▶ [PROBLEMS]
a) In the lemma excerpt, list every Greek letter used in the displayed formula for p′(s), and name each one.
b) Write the next part of the lemma excerpt, beginning right after its last line.

-- Begin TEXT BLOCK --

Suppose ($$H_{1}$$) holds and $$p(0)>0$$. Then $$p(s)>0$$, $$\forall{s}\in [0,+\infty)$$.

### Proof

By (4),

\begin{aligned} p^{\prime }(s)={}&(\alpha+\beta-\delta-1)\Gamma(\alpha-\sigma)\sum _{s\leq\xi_{i}}\eta_{i}(\xi_{i}-s)^{\alpha+\beta-\delta-2} \\ &{} +(\alpha-\sigma-1)\Gamma(\alpha+\beta-\delta)\sum _{s\leq \xi_{i}}\rho_{i}(\xi_{i}-s)^{\alpha-\sigma-2} \\ >{}&0. \end{aligned}

Then $$p(s)$$ is a monotonically increasing function in $$[0,+\infty)$$. By $$p(0)>0$$, we get $$p(s)>0$$. □

### Lemma 2.6

The function $$G(t,s)$$ in Lemma 2.4satisfies the following properties:

1. (i)

-- End TEXT BLOCK --
-- Begin SUPPLIED MATERIAL --

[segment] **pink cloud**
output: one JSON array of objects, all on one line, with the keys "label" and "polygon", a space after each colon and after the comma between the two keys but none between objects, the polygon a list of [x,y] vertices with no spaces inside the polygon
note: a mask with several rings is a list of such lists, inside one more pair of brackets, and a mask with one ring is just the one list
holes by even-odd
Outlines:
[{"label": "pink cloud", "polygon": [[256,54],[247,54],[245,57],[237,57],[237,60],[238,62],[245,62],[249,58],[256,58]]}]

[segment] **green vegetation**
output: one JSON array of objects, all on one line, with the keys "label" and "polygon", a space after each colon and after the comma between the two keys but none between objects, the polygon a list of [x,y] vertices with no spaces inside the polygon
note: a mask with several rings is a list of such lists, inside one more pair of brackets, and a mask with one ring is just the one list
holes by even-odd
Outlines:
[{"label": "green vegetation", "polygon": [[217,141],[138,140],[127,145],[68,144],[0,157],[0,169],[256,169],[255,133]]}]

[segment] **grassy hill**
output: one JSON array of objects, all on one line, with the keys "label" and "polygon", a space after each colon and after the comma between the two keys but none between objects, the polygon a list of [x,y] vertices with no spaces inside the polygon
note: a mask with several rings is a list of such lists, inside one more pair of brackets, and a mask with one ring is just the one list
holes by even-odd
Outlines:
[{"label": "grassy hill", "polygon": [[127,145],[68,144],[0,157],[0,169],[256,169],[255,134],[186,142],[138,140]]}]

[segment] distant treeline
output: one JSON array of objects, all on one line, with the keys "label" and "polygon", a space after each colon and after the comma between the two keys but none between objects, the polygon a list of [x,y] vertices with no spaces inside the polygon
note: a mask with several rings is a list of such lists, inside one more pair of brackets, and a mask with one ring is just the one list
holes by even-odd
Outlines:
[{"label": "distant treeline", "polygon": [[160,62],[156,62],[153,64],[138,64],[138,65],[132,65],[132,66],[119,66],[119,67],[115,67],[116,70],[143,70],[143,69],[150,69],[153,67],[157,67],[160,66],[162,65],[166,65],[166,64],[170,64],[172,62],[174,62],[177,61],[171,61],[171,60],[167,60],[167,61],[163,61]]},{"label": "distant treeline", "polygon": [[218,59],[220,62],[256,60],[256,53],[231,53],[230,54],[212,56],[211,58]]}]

-- End SUPPLIED MATERIAL --

▶ [ANSWERS TO EACH TASK]
a) alpha (α), beta (β), delta (δ), sigma (σ), capital gamma (Γ), xi (ξ), eta (η), rho (ρ)

b)
$$G(t,s)$$ and $$\frac{\partial{G(t,s)}}{\partial{t}}$$ are continuous on $$[0,+\infty)$$;

2. (ii)

$$G(t,s)\geq0$$, $$\frac{\partial{G(t,s)}}{\partial{t}}\geq0$$, $$\forall{s,t}\in[0,+\infty)$$;

3. (iii)

$$\frac{G(t,s)}{1+t^{\alpha-1}}\leq\frac{p(s)}{\Gamma(\alpha )p(0)}$$, $$\frac{\partial{G(t,s)}}{\partial{t}}(1+t^{\alpha -1})^{-1}\leq\frac{p(s)(\alpha-2)^{\frac{\alpha-2}{\alpha-1}}}{\Gamma (\alpha)p(0)}$$;

4. (iv)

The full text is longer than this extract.